- Dataset records:
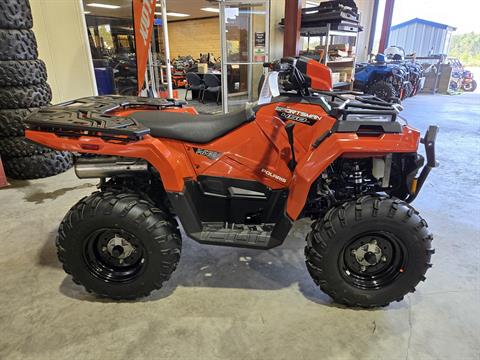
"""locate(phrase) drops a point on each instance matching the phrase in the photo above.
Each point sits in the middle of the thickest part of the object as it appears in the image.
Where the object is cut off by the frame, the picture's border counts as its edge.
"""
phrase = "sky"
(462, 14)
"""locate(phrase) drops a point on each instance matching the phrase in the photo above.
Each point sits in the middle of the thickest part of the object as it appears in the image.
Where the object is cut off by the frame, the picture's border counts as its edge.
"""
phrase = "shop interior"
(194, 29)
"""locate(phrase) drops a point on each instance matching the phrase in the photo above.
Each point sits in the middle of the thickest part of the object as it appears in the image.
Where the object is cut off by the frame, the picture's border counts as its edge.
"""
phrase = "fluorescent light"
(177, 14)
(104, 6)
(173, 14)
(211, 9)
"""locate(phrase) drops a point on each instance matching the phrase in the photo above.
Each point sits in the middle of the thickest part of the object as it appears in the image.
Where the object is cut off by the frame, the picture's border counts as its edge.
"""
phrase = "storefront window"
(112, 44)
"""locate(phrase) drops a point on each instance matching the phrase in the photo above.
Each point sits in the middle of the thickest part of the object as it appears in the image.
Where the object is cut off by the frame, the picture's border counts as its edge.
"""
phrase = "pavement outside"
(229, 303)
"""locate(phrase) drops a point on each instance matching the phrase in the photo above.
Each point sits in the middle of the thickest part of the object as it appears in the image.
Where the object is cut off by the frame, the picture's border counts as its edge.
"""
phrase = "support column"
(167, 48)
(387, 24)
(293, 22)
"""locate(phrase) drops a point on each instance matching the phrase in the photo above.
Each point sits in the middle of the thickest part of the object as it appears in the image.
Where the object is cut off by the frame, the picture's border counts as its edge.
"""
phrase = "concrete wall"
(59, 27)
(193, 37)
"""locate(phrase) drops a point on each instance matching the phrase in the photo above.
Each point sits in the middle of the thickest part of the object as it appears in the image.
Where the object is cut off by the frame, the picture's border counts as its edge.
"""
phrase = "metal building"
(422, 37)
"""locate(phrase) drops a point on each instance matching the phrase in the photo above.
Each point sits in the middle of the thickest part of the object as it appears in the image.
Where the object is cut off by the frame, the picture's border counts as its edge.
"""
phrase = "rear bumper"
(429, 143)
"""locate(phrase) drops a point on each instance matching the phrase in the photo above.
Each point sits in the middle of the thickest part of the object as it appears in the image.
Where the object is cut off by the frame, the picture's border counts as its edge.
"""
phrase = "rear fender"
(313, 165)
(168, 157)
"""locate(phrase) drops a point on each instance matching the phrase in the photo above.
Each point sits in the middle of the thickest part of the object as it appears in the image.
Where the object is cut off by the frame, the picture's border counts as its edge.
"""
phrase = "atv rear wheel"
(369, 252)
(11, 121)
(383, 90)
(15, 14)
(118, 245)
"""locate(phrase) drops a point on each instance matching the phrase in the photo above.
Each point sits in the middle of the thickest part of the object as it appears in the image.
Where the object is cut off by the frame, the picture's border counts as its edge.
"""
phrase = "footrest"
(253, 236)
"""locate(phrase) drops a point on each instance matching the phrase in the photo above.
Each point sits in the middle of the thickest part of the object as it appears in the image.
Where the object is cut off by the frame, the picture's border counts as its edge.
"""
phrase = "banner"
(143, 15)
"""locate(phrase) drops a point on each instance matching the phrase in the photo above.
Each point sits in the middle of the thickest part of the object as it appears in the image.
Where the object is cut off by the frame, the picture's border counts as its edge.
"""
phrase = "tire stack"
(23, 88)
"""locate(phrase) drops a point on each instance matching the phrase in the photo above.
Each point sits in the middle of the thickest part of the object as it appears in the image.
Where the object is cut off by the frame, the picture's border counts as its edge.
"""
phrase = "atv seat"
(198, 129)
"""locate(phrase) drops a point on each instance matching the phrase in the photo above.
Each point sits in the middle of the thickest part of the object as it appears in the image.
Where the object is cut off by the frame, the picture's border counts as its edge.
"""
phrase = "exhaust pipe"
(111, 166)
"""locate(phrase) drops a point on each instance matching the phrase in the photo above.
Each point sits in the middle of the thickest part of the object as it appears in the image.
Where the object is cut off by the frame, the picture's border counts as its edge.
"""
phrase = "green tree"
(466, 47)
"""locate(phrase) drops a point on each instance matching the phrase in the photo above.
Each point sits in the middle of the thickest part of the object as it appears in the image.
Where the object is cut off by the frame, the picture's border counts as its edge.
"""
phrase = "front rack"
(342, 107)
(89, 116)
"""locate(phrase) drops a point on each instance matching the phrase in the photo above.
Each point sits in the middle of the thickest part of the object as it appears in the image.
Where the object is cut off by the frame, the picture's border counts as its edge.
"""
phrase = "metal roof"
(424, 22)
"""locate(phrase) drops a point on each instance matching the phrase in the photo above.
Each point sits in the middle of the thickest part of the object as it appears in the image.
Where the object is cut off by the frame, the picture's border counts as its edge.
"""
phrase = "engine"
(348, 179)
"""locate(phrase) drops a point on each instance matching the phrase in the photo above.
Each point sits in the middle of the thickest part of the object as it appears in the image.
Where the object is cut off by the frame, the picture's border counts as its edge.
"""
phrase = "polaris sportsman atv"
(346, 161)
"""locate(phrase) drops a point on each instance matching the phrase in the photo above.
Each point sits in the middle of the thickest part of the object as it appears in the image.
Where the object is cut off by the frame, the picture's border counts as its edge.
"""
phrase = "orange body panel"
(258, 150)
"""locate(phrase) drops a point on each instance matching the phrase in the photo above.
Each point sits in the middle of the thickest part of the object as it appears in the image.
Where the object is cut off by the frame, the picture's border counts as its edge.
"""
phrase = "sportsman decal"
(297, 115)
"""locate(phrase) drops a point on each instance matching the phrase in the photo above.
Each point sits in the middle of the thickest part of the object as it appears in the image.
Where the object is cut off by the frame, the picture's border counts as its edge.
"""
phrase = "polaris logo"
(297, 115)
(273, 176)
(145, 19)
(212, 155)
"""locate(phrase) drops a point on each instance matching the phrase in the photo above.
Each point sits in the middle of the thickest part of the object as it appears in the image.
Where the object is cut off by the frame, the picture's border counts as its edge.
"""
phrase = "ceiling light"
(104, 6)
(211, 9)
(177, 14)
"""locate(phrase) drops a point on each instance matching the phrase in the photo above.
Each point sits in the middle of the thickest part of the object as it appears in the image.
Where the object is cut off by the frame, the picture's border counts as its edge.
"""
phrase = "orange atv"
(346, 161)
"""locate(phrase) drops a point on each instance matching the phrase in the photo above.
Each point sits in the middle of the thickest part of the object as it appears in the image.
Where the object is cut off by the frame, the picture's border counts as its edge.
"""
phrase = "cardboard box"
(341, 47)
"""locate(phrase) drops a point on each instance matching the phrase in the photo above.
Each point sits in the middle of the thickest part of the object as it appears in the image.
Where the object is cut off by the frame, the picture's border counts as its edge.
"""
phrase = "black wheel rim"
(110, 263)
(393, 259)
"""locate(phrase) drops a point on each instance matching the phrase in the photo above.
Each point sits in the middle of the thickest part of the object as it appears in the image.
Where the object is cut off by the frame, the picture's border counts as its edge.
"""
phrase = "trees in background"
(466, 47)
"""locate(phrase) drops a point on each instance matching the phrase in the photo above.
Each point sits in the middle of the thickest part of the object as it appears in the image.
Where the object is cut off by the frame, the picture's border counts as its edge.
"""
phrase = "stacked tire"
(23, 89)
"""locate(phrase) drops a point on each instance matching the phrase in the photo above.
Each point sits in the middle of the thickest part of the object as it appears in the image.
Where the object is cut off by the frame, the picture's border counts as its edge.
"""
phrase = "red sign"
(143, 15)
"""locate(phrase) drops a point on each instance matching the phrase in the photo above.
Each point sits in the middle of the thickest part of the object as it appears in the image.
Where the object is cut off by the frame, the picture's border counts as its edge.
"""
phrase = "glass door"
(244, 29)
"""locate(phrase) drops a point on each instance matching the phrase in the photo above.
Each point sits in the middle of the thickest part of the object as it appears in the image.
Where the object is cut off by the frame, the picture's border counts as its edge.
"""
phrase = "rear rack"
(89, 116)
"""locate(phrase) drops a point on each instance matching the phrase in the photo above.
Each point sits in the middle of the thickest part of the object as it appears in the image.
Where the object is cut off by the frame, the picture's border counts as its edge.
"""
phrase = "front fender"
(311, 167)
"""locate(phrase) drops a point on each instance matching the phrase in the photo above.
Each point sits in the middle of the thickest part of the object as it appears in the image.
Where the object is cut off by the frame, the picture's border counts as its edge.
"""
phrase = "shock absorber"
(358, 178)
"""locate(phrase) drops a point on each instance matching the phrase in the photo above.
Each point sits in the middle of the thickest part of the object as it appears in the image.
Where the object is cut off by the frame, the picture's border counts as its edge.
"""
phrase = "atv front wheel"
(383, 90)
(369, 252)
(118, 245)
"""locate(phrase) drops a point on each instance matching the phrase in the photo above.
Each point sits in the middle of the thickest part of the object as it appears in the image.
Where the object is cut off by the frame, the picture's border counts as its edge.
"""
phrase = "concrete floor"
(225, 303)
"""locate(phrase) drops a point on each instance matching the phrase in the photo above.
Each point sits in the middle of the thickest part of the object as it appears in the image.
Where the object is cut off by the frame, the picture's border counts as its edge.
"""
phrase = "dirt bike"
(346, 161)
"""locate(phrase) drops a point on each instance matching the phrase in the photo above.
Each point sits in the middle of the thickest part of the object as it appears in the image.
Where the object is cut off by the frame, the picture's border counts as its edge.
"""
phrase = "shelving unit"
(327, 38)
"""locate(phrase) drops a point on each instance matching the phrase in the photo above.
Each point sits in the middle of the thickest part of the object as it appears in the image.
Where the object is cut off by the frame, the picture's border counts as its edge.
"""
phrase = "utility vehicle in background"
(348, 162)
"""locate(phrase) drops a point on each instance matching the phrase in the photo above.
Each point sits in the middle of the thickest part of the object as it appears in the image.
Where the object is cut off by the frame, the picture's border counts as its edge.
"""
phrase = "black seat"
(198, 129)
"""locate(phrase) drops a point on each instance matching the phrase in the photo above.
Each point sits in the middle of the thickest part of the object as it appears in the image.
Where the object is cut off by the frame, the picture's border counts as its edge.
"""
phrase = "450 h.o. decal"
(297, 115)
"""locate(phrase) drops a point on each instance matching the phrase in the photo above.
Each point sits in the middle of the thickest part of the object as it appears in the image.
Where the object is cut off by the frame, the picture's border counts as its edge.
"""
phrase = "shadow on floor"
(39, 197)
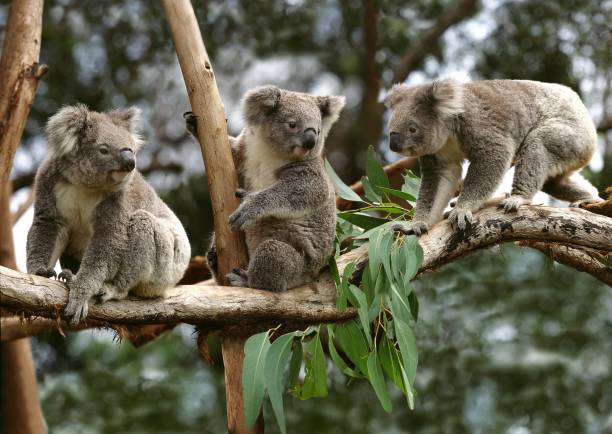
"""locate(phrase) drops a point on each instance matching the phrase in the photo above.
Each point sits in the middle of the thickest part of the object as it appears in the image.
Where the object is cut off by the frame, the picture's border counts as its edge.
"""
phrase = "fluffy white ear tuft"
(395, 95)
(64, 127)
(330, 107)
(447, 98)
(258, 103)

- Short exercise: List every line of the records above that contains the word "fender", treating uppercase and lowercase as different.

- Response to this task:
phrase = "rear fender"
phrase = "front fender"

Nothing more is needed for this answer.